THE TASK: Continue the mailing-list post about running EFI in physical mode, picking up right after its final line.

SOURCE TEXT:
[PATCH v2][EFI] Run EFI in physical mode

Takao Indoh indou.takao at jp.fujitsu.com
Tue Dec 14 13:01:26 EST 2010


On Tue, 14 Dec 2010 12:43:58 +0900, Kenji Kaneshige wrote:

>Hi,
>
>I tested this patch on the system that has large amount of memory (1TB),
>and I encountered the immediate system reset problem that happens every
>time I modify the EFI boot entry using efibootmgr command. It seems that
>triple fault happens due to the incorrect page table setup.
>
>> +void __init efi_pagetable_init(void)
>> +{
>(snip.)
>> +	pgd = efi_pgd + pgd_index(PAGE_OFFSET);
>> +	set_pgd(pgd, *pgd_offset_k(PAGE_OFFSET));
>> +	pgd = efi_pgd + pgd_index(__START_KERNEL_map);
>> +	set_pgd(pgd, *pgd_offset_k(__START_KERNEL_map));
>> +}
>
>Maybe we need to map whole kernel address space. The problem doesn't
>happen by modifying as follows.
>
>	clone_pgd_range(efi_pgd + KERNEL_PGD_BOUNDARY,
>			swapper_pg_dir + KERNEL_PGD_BOUNDARY, 
>KERNEL_PGD_PTRS);

Agree, I'll merge this to the patch. And I got another bug report. This
should be also merged.


@@ -177,8 +177,8 @@ void __init efi_pagetable_init(void)
 	memset(efi_pgd, 0, sizeof(efi_pgd));
 	for (p = memmap.map; p < memmap.map_end; p += memmap.desc_size) {
 		md = p;
-		if (!(md->type & EFI_RUNTIME_SERVICES_CODE) &&
-		    !(md->type & EFI_RUNTIME_SERVICES_DATA))
+		if ((md->type != EFI_RUNTIME_SERVICES_CODE) &&
+		    (md->type != EFI_RUNTIME_SERVICES_DATA))
 			continue;
 
 		start_pfn = md->phys_addr >> PAGE_SHIFT;
@@ -191,7 +191,7 @@ void __init efi_pagetable_init(void)
 			pud = fill_pud(pgd, vaddr);
 			pmd = fill_pmd(pud, vaddr);
 			pte = fill_pte(pmd, vaddr);
-			if (md->type & EFI_RUNTIME_SERVICES_CODE)
+			if (md->type == EFI_RUNTIME_SERVICES_CODE)
 				set_pte(pte, pfn_pte(pfn, PAGE_KERNEL_EXEC));
 			else
 				set_pte(pte, pfn_pte(pfn, PAGE_KERNEL));



Thanks,
Takao Indoh



>
>Regards,
>Kenji Kaneshige
>
>
>
>(2010/08/17 8:07), Takao Indoh wrote:
>> Hi all,
>>
>> Thanks for many comments. I just changed some variables according to
>> Huang's comment.

SUPPLIED ENTRIES:
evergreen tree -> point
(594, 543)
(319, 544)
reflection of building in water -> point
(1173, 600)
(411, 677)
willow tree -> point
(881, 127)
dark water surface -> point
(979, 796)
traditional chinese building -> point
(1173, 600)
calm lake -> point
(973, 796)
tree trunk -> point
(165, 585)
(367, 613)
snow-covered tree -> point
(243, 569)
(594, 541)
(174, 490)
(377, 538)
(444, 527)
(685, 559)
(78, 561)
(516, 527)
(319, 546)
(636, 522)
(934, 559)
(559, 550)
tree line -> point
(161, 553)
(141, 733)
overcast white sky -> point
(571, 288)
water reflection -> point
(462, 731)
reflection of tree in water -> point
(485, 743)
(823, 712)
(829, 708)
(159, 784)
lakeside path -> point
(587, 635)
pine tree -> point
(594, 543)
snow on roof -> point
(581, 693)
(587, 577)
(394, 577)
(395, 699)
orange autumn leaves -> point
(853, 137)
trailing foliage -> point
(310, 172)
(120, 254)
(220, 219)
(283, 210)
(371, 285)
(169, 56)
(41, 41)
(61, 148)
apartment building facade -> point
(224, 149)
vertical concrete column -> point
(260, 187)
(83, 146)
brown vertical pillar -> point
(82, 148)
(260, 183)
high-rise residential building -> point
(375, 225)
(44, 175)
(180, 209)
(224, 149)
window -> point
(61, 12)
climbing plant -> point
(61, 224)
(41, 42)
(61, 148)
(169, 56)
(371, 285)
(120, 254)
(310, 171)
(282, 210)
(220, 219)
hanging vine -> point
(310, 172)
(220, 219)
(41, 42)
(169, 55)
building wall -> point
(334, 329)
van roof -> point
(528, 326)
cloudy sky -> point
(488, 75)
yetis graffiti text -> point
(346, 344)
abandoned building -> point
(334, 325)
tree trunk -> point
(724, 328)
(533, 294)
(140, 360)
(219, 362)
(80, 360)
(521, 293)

EXERCISE OUTPUT:
>>
>> On Mon, 16 Aug 2010 09:43:56 +0800, huang ying wrote:
>>> efi_flags and save_cr3 should be per-CPU, because they now will be
>>> used after SMP is enabled.
>>
>> Ok, what I should do next is:
>>
>> - x86 support
>>       As I wrote, I don't have x86 machine where EFI works. Any
>>       volunteer?
>> - ia64 support
>>       I'm not sure we should do this, but I'll try if we need.
>> - Using common page tables instead of EFI own page table
>>       Now I'm checking the thread below...
>> http://marc.info/?i=1280940316-7966-1-git-send-email-bp@amd64.org
>>
>>
>> Signed-off-by: Takao Indoh<indou.takao at jp.fujitsu.com>
>> ---
>>   arch/x86/include/asm/efi.h |    3
>>   arch/x86/kernel/efi.c      |  142 ++++++++++++++++++++++++++++++++++-
>>   arch/x86/kernel/efi_32.c   |    4
>>   arch/x86/kernel/efi_64.c   |   96 ++++++++++++++++++++++-
>>   include/linux/efi.h        |    1
>>   include/linux/init.h       |    1
>>   init/main.c                |   16 +++
>>   7 files changed, 256 insertions(+), 7 deletions(-)
>>
>> diff -Nurp linux-2.6.35.org/arch/x86/include/asm/efi.h linux-2.6.35/arch/
>> x86/include/asm/efi.h
>> --- linux-2.6.35.org/arch/x86/include/asm/efi.h	2010-08-16 17:45:06.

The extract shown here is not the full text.